- _REQUIRED WORK_: From the college tuition article below, return word for word the stretch that begins at the words "CBS 2’s Dorothy" and stops after "and other expenses.".

Fourteen million full-time college students work at least part-time to pay their tuition. Nationally, tuition has increased an average of 8 percent since 2009.
CBS 2’s Dorothy Tucker looks at what students are up against.
Marisela Soto, a full-time college student, works two jobs to stay in school.
She started at the University of Chicago. At this prestigious university, the president makes more than $1.5 million a year. Tuition was $46,000. Marisela’s family couldn’t afford it, so she dropped out.
“It was very disappointing,” she says.
Today, Soto attends Aurora University, where tuition is $20,000. She considers herself lucky because almost half of her tuition is covered by scholarships, and her parents also help. Her share is $5,000 and she needs both paychecks to pay that and other expenses.
How stressful is it to work 25 hours a week?
“It’s very stressful. Not only do I have to worry about all the work I have to complete but as well as my responsibilities at my job,” she says.
Since 2009, tuition at Aurora University rose 10 percent, and the University president’s pay increased 15 percent to $436,000. Today, 11 top administrators there earn combined salaries of more than $2 million, but they oversee three campuses.
“Instead of having vice presidents and presidents on all of our campuses, such as the state institutions do, we have a single senior leadership team,” President Rebecca Sherrick says.
She says she and senior officers are also required to give back 10 percent of their salaries, which helps keep tuition among the lowest of any private college in the state.
David Hanna has two daughters in college. One attends University of Illinois at Chicago, where tuition has risen nearly 17 percent percent since 2009 and now tops $13,000. Pay for 38 administrators and senior officers at UIC exceeds $7 million. In addition, the mortician salary alone is $401,000.
“It’s wrong. There needs to be some adjustments,” Hanna says.
UIC says that rising tuition is not tied to administrator salaries, but to less money coming from the state. Hanna says it’s tough on his family.
“You go from living somewhat comfortably to paycheck to paycheck almost because tuition bills have to be paid,” he says.
UIC added that 55 percent of students there receive financial aid and that salaries are in keeping with other universities.
University of Chicago says financial aid is growing significantly faster than tuition and that more than half its students receive need-based aid, which averages $35,000 per year.
It also says the president oversees a research institution, a medical center and two national laboratories that employ 17,000 people.

- _SUPPLIED DATA_:

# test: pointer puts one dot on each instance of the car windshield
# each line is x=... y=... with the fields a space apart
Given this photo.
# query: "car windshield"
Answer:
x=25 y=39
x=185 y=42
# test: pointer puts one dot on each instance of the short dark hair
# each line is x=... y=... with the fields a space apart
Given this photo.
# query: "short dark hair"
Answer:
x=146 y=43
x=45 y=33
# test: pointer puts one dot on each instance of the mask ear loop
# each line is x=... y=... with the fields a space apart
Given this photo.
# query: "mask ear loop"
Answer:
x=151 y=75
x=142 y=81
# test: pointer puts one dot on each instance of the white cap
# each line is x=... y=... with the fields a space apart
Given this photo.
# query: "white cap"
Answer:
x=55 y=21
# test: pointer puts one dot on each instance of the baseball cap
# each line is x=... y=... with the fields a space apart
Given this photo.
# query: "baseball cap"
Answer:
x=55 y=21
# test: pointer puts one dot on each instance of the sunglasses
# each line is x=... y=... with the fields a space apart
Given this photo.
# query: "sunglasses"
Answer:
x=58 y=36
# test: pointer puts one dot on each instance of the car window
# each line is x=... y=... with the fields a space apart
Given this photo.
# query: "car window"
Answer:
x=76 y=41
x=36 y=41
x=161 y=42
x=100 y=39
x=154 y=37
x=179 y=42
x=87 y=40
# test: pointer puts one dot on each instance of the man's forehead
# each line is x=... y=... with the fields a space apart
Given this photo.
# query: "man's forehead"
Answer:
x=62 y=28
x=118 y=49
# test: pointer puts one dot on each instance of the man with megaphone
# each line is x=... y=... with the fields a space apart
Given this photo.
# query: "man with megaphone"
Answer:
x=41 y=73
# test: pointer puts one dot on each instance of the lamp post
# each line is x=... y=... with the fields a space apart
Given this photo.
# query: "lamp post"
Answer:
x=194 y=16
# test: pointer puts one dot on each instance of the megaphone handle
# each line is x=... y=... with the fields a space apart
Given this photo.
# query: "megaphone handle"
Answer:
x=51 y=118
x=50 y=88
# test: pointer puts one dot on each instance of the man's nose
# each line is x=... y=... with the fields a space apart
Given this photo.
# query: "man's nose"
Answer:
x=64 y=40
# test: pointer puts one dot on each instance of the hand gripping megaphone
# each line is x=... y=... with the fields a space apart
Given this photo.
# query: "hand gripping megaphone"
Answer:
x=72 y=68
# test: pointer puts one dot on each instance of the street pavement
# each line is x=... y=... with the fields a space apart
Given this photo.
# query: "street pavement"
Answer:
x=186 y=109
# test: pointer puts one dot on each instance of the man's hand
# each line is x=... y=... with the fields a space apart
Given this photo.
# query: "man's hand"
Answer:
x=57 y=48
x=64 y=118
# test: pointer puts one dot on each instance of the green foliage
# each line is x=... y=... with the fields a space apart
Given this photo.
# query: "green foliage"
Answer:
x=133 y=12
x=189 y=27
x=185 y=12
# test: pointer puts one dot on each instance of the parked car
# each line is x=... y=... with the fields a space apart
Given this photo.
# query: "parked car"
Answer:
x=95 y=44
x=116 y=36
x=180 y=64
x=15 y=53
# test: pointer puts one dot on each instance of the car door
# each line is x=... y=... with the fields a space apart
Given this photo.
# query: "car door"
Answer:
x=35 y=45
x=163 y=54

- _SOLUTION_:
CBS 2’s Dorothy Tucker looks at what students are up against.
Marisela Soto, a full-time college student, works two jobs to stay in school.
She started at the University of Chicago. At this prestigious university, the president makes more than $1.5 million a year. Tuition was $46,000. Marisela’s family couldn’t afford it, so she dropped out.
“It was very disappointing,” she says.
Today, Soto attends Aurora University, where tuition is $20,000. She considers herself lucky because almost half of her tuition is covered by scholarships, and her parents also help. Her share is $5,000 and she needs both paychecks to pay that and other expenses.